Impressed marks are pushed into the raw clay with a die.
Incised marks are scratched into the clay before it is fired.
Moulded marks are raised pads applied above the base.
Printed marks were put on after the glaze.
Backstamps and Dating
The basic marking system for Royal Worcester originated in 1862, the crowned crest of four linked Ws. In 1891 the words Royal Worcester England were added around the crest. Puce coloured crests were used from 1900 until 1940 when the black ink mark took over. Green crest marks were used for the Boer and First World War soldiers, and blue marks were printed on a limited number of figurines.
1892 and every subsequent year a dot was added near the crown.
In 1916 a puce coloured star replaced all the dots and a dot is then added for each subsequent year.
1928 small square
1930 three horizontal lines
1931 two circles
1932 three circles
1933 to 1939 three circles and a dot is added for each subsequent year.

Tasks:
(1) Answer from the passage on Royal Worcester marks:
(a) How are incised marks made?
(b) In what year were the words Royal Worcester England added around the crest?
(c) What mark was used in 1930?
(2) Extend the passage on Royal Worcester marks, picking up after its last line.
The rows have no part in this.

Data section:
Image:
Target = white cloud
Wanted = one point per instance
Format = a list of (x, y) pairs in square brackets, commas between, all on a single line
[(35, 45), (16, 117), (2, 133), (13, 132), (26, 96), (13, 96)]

Expected responses:
(1)
(a) They are scratched into the clay before it is fired.
(b) 1891
(c) Three horizontal lines

(2)
1940 – 1942 Black mark three circles and dots
1943-1944 no circles or dots BONE CHINA
1945-1948 bone china in small letters
1949 letter V is added
1950 letter W
1951-1963 a black dot was added
1964 onwards a shape system was introduced, firstly a circle and later a diamond
TWENTIETH CENTURY MODELLERS
In 1930 a new group of freelance, mostly female modellers were employed by the factory. Apart from Freda Doughty who made more traditional models, the other artists were more modern and made untraditional designs which did not sell very well. Some of these today are incredibly rare having only sold a handful in their time.
Freda Doughty 1895 – 1972
Born in Italy and educated at the Eastbourne school of art, Freda designed over 100 models for Royal Worcester most of which were very popular. Her figures were modelled from children who used to play in the garden of her home in Kent which she shared with her elder sister Dorothy. In later years the two sisters moved to a cottage near Falmouth. She was the only modeller who consistently produced what the general public seemed to want. Her charming children figures have continued in their popularity today.
Doris Linder 1896 – 1979
Born in North Wales she studied sculpture at St. Martins, Rome and Calderon’s animal school. Her first models for Royal Worcester were of dogs and other small animals. In 1935, her horse group models were started, followed by a successful series of real life studies of horses and bulls. The Limited Editions designed and modelled by Miss Lindner reached the height of popularity in the1960’s. Based in the Cotswolds, she worked untiringly until she was over 80 years old.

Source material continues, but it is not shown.